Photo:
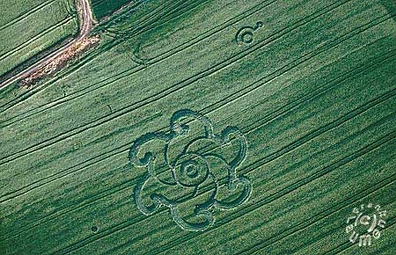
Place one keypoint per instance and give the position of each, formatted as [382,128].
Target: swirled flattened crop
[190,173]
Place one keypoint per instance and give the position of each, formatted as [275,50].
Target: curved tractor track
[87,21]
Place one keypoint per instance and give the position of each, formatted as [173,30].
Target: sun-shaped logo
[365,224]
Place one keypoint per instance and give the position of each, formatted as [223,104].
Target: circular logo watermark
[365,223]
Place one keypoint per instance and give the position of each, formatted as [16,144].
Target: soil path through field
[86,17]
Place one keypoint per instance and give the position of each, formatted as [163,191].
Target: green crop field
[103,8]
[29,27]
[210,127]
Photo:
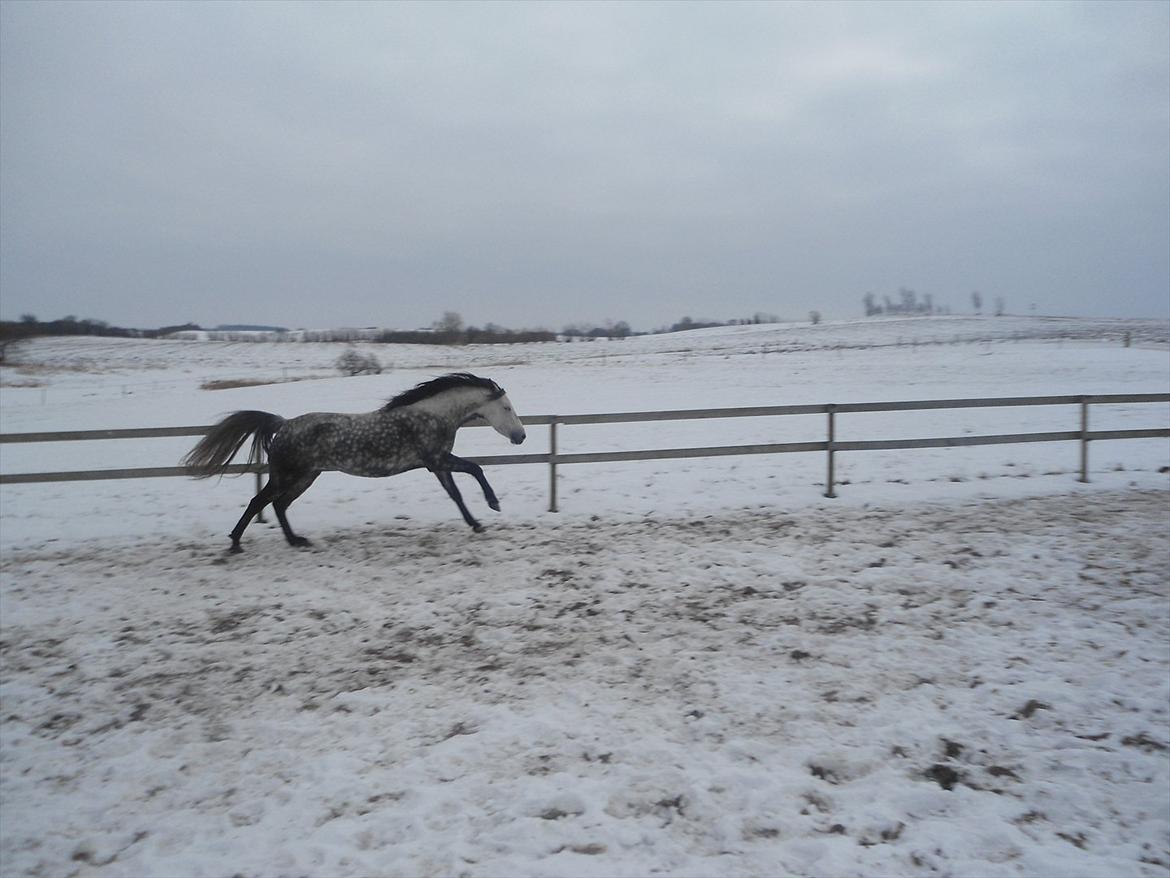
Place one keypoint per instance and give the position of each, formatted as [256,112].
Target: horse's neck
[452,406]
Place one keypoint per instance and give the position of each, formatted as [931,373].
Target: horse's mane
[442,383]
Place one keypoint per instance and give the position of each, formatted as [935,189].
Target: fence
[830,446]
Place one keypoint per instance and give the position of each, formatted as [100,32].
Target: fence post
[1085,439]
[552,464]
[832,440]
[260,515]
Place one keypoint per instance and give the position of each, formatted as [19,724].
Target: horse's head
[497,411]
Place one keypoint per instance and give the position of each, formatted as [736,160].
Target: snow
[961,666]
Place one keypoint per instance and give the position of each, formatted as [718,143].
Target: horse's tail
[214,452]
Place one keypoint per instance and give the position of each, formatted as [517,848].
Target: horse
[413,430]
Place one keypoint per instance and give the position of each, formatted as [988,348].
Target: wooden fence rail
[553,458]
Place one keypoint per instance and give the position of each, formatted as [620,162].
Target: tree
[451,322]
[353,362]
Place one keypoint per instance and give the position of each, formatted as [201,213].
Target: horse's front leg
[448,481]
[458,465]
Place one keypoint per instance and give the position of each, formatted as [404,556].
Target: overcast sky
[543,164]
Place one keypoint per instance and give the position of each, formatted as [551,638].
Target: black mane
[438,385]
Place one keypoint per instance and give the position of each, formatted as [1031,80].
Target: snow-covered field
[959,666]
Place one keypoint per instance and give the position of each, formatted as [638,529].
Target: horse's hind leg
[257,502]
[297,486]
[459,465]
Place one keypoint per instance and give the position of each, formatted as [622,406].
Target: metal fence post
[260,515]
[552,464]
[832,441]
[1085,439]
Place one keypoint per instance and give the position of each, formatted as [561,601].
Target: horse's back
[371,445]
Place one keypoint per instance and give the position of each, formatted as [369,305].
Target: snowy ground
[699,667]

EXERCISE >> Repeat all of the records above word for word, but leave out the pictures.

THE RESULT >>
Photo:
Place one keypoint per instance and give the position of each, formatted as [382,128].
Target: swirled flattened crop
[190,173]
Place one keypoint per instance and give the position of each, formatted as [275,50].
Target: curved tractor track
[87,21]
Place one keypoint per instance and give the position of each, formatted as [173,30].
Target: sun-shaped logo
[365,224]
Place one keypoint per instance and give the position of each, formatted as [223,104].
Target: circular logo watermark
[365,223]
Place one keypoint per instance and give the position of each, formatted as [16,144].
Target: soil path through field
[86,17]
Place one keypoint per instance and give the position of each, formatted as [163,191].
Target: green crop field
[103,8]
[29,27]
[210,127]
Photo:
Place one keypoint per instance and give the position of each, formatted as [256,112].
Target: horse's neck
[452,406]
Place one keypoint per instance and give the position of each, formatted as [931,373].
Target: horse's mane
[442,383]
Place one keypoint per instance and give the position of each, formatted as [935,189].
Target: fence
[830,446]
Place one keypoint per instance and give the position of each, formatted as [100,32].
Target: fence post
[1085,439]
[552,464]
[832,440]
[260,515]
Place one keypoint per instance and give the position of each, formatted as [19,724].
Target: horse's head
[497,411]
Place one keypoint per instance and give the position of each, formatted as [736,160].
Target: snow
[961,666]
Place one keypoint per instance and give the position of each, formatted as [718,143].
Target: horse's tail
[214,452]
Place one keypoint per instance and give the position of each, formatted as [517,848].
Target: horse
[413,430]
Place one keypoint per instance and give the position of each, formatted as [988,348].
Target: wooden fence rail
[553,458]
Place one keypoint per instance and give the position of each, formatted as [620,162].
Target: tree
[451,322]
[353,362]
Place one keypoint per instance and give the position of each, formatted as [201,213].
Target: horse's front leg
[448,481]
[458,465]
Place one keypoint per instance and give the position of each, formatted as [404,556].
Target: overcast sky
[543,164]
Place one keypoint per instance and give the position of each, formatted as [551,638].
Target: black mane
[438,385]
Place one keypoint per instance and give the position of each, formatted as [1031,80].
Target: snow-covered field
[959,666]
Place one keypoint per instance and give the position of each, formatted as [638,529].
Target: horse's hind leg
[257,502]
[297,486]
[459,465]
Place one keypoint per instance and give the position of each, formatted as [622,406].
Target: metal fence post
[260,515]
[552,464]
[832,441]
[1085,439]
Place one keypoint per instance and give the position of each, formatted as [561,601].
Target: horse's back
[371,445]
Place one keypoint per instance and give the position of each, formatted as [369,305].
Target: snowy ground
[699,667]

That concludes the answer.